## [REQUIRED TASK]
Only the pictures are omitted; repeat all other data exactly.

## [RECORDS]

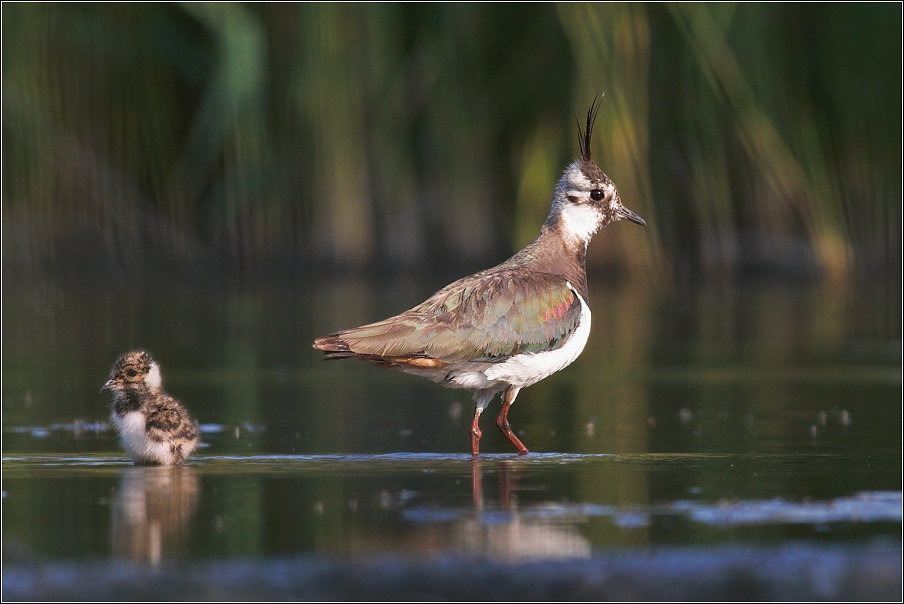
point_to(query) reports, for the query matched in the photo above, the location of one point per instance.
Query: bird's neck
(555, 251)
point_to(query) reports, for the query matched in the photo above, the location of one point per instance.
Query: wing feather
(488, 317)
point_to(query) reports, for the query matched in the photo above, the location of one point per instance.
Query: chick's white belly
(139, 447)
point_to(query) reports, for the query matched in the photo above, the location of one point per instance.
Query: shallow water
(767, 417)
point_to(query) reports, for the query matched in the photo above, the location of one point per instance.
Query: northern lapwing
(153, 426)
(510, 326)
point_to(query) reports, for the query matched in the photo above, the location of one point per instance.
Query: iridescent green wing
(487, 317)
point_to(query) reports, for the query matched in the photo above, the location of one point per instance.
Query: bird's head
(586, 199)
(134, 371)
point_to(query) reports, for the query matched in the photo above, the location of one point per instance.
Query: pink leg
(508, 397)
(475, 432)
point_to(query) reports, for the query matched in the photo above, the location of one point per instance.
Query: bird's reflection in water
(151, 512)
(505, 531)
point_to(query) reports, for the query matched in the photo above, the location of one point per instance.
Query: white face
(580, 203)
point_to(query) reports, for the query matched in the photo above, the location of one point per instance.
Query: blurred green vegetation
(755, 139)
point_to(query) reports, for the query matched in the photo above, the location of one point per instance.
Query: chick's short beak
(627, 214)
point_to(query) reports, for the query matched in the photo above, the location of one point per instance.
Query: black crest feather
(584, 135)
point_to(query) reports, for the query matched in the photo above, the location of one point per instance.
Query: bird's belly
(139, 447)
(527, 369)
(520, 370)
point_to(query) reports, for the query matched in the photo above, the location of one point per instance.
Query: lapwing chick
(510, 326)
(153, 426)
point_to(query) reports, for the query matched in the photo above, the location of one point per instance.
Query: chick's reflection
(152, 510)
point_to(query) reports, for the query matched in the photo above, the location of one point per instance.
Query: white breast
(524, 369)
(133, 433)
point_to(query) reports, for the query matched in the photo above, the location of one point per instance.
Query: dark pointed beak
(627, 214)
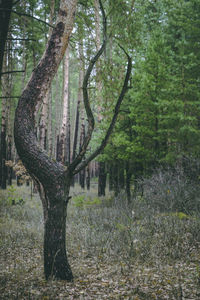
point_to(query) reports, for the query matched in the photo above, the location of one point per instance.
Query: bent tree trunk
(55, 212)
(52, 178)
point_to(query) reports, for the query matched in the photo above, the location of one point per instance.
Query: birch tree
(54, 179)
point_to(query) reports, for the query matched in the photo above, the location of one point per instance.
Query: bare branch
(112, 124)
(86, 101)
(27, 15)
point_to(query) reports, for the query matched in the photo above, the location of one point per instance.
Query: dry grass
(114, 253)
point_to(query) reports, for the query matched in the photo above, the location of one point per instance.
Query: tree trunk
(128, 182)
(88, 177)
(53, 179)
(102, 179)
(55, 258)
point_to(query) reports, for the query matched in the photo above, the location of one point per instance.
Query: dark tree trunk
(116, 178)
(88, 177)
(121, 176)
(82, 178)
(128, 182)
(53, 179)
(102, 179)
(3, 160)
(9, 158)
(111, 181)
(55, 258)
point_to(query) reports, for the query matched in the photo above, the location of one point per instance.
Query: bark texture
(52, 178)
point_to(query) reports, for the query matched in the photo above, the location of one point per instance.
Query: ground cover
(116, 252)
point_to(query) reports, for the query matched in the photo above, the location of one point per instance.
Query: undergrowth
(116, 251)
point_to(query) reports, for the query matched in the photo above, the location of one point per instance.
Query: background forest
(138, 222)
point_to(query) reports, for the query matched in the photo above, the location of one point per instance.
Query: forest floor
(114, 252)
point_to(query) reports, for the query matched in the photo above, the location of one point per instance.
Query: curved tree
(53, 179)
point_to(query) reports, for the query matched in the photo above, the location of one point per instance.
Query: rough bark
(53, 183)
(53, 179)
(5, 12)
(128, 182)
(102, 179)
(65, 128)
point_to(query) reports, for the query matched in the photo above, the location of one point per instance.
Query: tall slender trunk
(128, 182)
(102, 179)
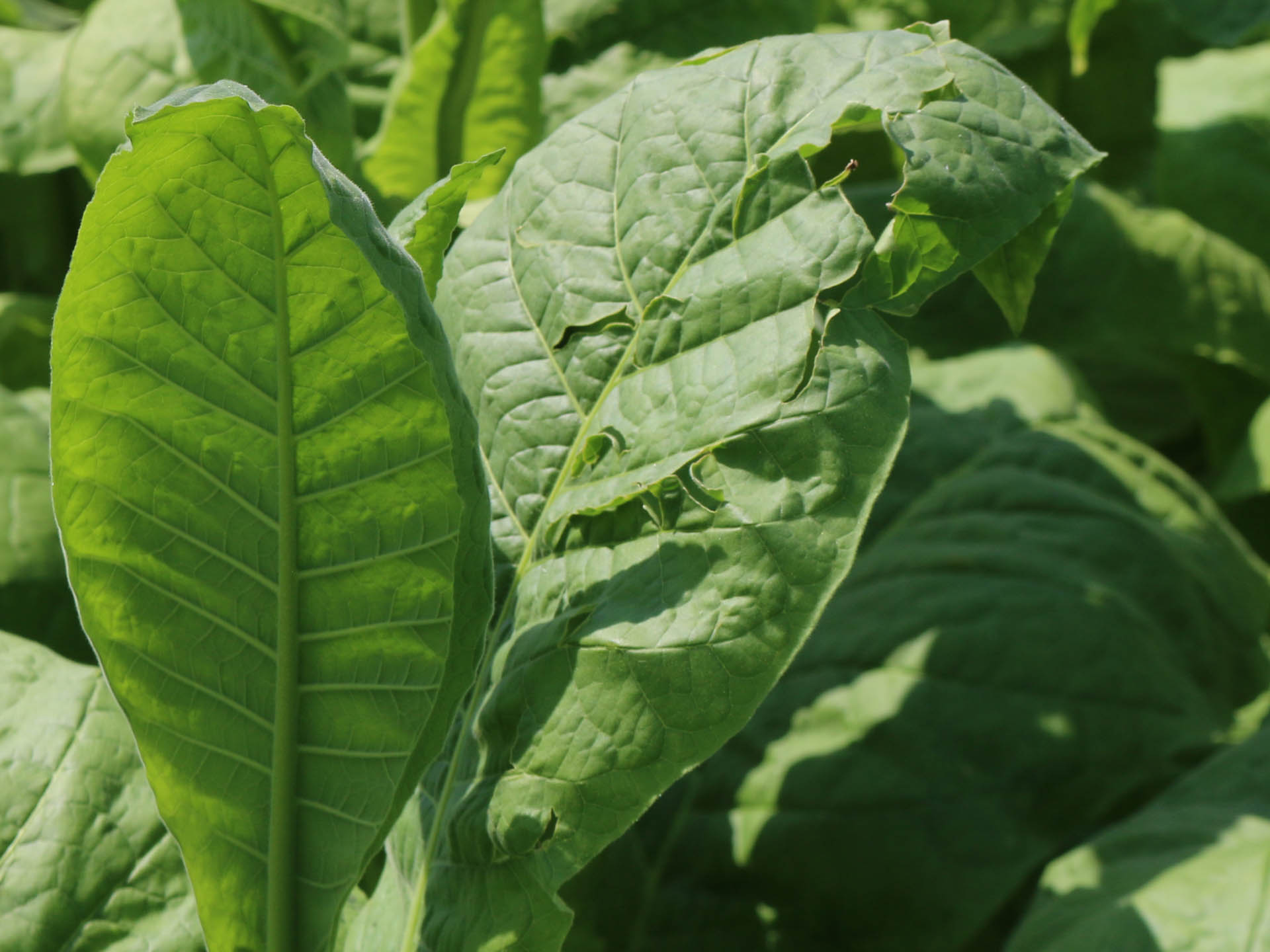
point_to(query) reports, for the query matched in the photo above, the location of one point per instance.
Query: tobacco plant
(680, 555)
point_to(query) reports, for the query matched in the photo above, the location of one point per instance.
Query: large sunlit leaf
(470, 87)
(1185, 875)
(683, 434)
(962, 713)
(271, 500)
(85, 862)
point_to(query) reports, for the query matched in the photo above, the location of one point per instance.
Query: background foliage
(1029, 719)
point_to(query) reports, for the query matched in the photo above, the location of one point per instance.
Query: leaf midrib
(281, 917)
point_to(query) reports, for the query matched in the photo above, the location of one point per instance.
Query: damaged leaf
(697, 471)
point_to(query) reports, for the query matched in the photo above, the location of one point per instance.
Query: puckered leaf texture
(271, 502)
(683, 429)
(85, 862)
(963, 711)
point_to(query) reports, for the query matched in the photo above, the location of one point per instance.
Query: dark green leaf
(962, 713)
(1187, 873)
(85, 862)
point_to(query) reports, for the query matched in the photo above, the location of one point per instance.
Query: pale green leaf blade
(1221, 22)
(85, 862)
(1185, 873)
(1010, 272)
(1151, 285)
(685, 437)
(32, 138)
(126, 54)
(1213, 158)
(972, 135)
(962, 713)
(427, 225)
(136, 51)
(266, 457)
(470, 87)
(34, 601)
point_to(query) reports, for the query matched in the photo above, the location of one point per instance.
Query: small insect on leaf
(842, 175)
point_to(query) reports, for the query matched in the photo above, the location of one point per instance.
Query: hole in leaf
(619, 321)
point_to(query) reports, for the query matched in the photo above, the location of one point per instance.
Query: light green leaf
(127, 54)
(32, 139)
(85, 862)
(566, 95)
(1010, 272)
(1213, 160)
(683, 434)
(427, 225)
(271, 500)
(599, 46)
(26, 324)
(470, 87)
(962, 713)
(1184, 875)
(34, 600)
(1221, 22)
(132, 52)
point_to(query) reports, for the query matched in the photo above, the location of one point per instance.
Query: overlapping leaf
(34, 601)
(470, 87)
(132, 52)
(85, 862)
(32, 136)
(1185, 875)
(962, 713)
(683, 436)
(271, 500)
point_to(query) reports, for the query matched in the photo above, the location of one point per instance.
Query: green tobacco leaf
(599, 46)
(1010, 272)
(26, 324)
(1249, 471)
(962, 713)
(1081, 20)
(1146, 301)
(127, 54)
(683, 436)
(427, 225)
(472, 87)
(1222, 22)
(271, 500)
(32, 139)
(1184, 875)
(1214, 131)
(34, 601)
(85, 862)
(132, 52)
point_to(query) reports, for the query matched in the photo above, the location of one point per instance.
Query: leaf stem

## [RESPONSE]
point_to(query) reports, for the query matched in the photo above, the location of one point per instance.
Query: bird's neck
(555, 251)
point_to(query) reports, for the query matched in the photo above, the location of one point per instance.
Query: wing feather
(488, 317)
point_to(query) reports, for the query matched in the photo above, the location of one point per instance.
Query: chick's white belly
(139, 447)
point_to(query) reports, for the query matched in the photo above, the location of one point per instance.
Query: shallow water
(767, 417)
point_to(query) reports, for the query matched in the photo above, the location of one point per instance.
Query: northern lapwing
(153, 426)
(510, 326)
point_to(query) reports, for the query matched in the photo above, the location of one point per instance.
Query: iridescent green wing
(487, 317)
point_to(query) reports, for the query matched in the photo above, the location of one point per instance.
Query: bird's head
(586, 199)
(134, 371)
point_to(query) reports, for the query matched in the photo above, the location of one point per instance.
Query: pink leg
(508, 397)
(475, 432)
point_to(query) reports, for the query matched in the photo above, the location of one point per instance.
Query: bird's reflection in water
(151, 512)
(505, 531)
point_to(query) reports, for the query matched in the photo above, the location of one point per instance.
Query: white face
(580, 203)
point_to(query) reports, for the query matched in the photo above, the location of one point per instance.
Query: blurred green vegetation
(755, 139)
point_to(query) reports, for the query matched in the photo above, the location of one point per instance.
Query: chick's short beak
(627, 214)
point_to(query) reports, for the query matched in the photo above, the location of one point per instance.
Query: black crest feather
(584, 135)
point_to(query) reports, for the query matched in the photo above, the location of one point per instance.
Query: bird's belly
(139, 447)
(527, 369)
(520, 370)
point_to(query) reports, for the query matched in the photo above, the location of one point per instance.
Query: lapwing chick
(510, 326)
(153, 426)
point_to(query) reports, for the query matched in the photo above, the location of one point per instance.
Query: chick's reflection
(152, 510)
point_to(query) reports, for the query matched in the photo above, the location of one point per instance.
Query: white breast
(524, 369)
(133, 433)
point_to(query) reports, for the query matched in the photo above, the location of one point per instance.
Query: dark pointed beak
(627, 214)
point_to(query) reports, for the query matched in the photo above, the location of one point per instance.
Query: bent tree trunk
(55, 212)
(52, 178)
point_to(query) reports, for the query matched in the photo above, the location of one point per instance.
Query: birch tree
(54, 179)
point_to(query) reports, for the query matched in the photo above, the location of one point per instance.
Query: bare branch
(112, 124)
(86, 101)
(27, 15)
point_to(query) reports, for the query matched in the photo above, the location of one point per instance.
Query: dry grass
(114, 253)
point_to(query) reports, for the query matched in the photo above, the location of one point per instance.
Query: tree trunk
(128, 182)
(88, 177)
(53, 179)
(102, 179)
(55, 258)
point_to(query) reports, for the query matched in the photo above, the location of one point per instance.
Query: dark tree trunk
(116, 178)
(88, 177)
(121, 176)
(82, 178)
(128, 182)
(53, 179)
(102, 179)
(3, 160)
(9, 158)
(111, 181)
(55, 258)
point_to(query) reports, for the query matched in the photo above, the location of one point per instance.
Query: bark texture
(52, 178)
point_to(query) reports, for the query matched in the photo above, the location of one point per instance.
Query: ground cover
(116, 252)
point_to(query) reports, for the query matched in the photo above, the location of one point per instance.
Query: undergrowth
(116, 251)
point_to(query) reports, for the query matched in the photo above, the location of one point per instance.
Query: background forest
(138, 222)
point_to(query) reports, for the query matched in the photo above, the location of one point per instance.
Query: forest floor
(114, 252)
point_to(query) reports, for the query matched in the photo above, the location of one point per instance.
Query: curved tree
(53, 179)
point_to(query) reports, for the query matched in the photo above, the location of one point per instance.
Query: rough bark
(53, 183)
(53, 179)
(5, 12)
(128, 182)
(102, 179)
(65, 128)
point_to(query) reports, for the query matched in the photo above, the location of one point per instance.
Query: tall slender trunk
(128, 182)
(102, 179)
point_to(query) reports, for the query matched in the photo above, the location of one point per instance.
Query: tobacco plant
(680, 555)
point_to(query) reports, for the query matched in the photo above, the location of one point per instance.
Query: large sunlit leaf
(470, 87)
(1185, 875)
(683, 434)
(962, 713)
(271, 500)
(85, 862)
point_to(query) reports, for the query matched in the photo above, the location of one point per instance.
Query: background foliage
(1029, 719)
point_to(query) reports, for the query matched in the photo above, the location of one point per instance.
Query: leaf midrib
(281, 917)
point_to(query) reports, for the query matched in the photo above, the location of one point per instance.
Query: damaged leaf
(697, 471)
point_to(query) reports, for the query matched in the photo above, the location of one point per instance.
Query: puckered leaf texture
(271, 502)
(683, 429)
(85, 862)
(963, 711)
point_to(query) reports, for the query matched in the photo above, the location of one point per instance.
Query: dark green leaf
(962, 713)
(1187, 873)
(85, 862)
point_to(query) reports, for the query matched in the photo above, the location of one point per instance.
Query: pale green leaf blade
(1221, 22)
(85, 862)
(1185, 873)
(1010, 272)
(1151, 285)
(685, 437)
(32, 138)
(126, 54)
(1213, 158)
(972, 135)
(962, 713)
(427, 225)
(136, 51)
(266, 457)
(470, 87)
(34, 601)
point_to(query) reports, for the query matched in the photo above, the location of one point per instance.
Query: small insect on leaf
(842, 175)
point_to(query) reports, for the query matched in the photo above, the location of one point per instance.
Query: hole in leaf
(619, 321)
point_to(query) reports, for the query matched in the photo above, the location of one point per instance.
Query: light green leaf
(127, 54)
(32, 139)
(85, 862)
(566, 95)
(1010, 272)
(1213, 160)
(683, 434)
(427, 225)
(271, 500)
(599, 46)
(26, 324)
(470, 87)
(962, 713)
(1184, 875)
(34, 600)
(1221, 22)
(132, 52)
point_to(query) reports, for the query matched in the photo above, the location of one point per instance.
Query: overlapping leaf
(34, 601)
(470, 87)
(132, 52)
(85, 862)
(32, 136)
(1185, 875)
(962, 713)
(683, 436)
(271, 500)
point_to(query) reports, for the query matched in the photo above, the location of one point per instance.
Query: green tobacco leaf
(599, 46)
(1010, 272)
(26, 324)
(1249, 471)
(962, 713)
(1081, 20)
(1146, 301)
(127, 54)
(683, 436)
(427, 225)
(472, 87)
(1222, 22)
(271, 500)
(32, 139)
(1184, 875)
(1214, 131)
(34, 601)
(85, 862)
(132, 52)
point_to(query) reports, for the query matched in the photo above, the location of one point per instance.
Query: leaf stem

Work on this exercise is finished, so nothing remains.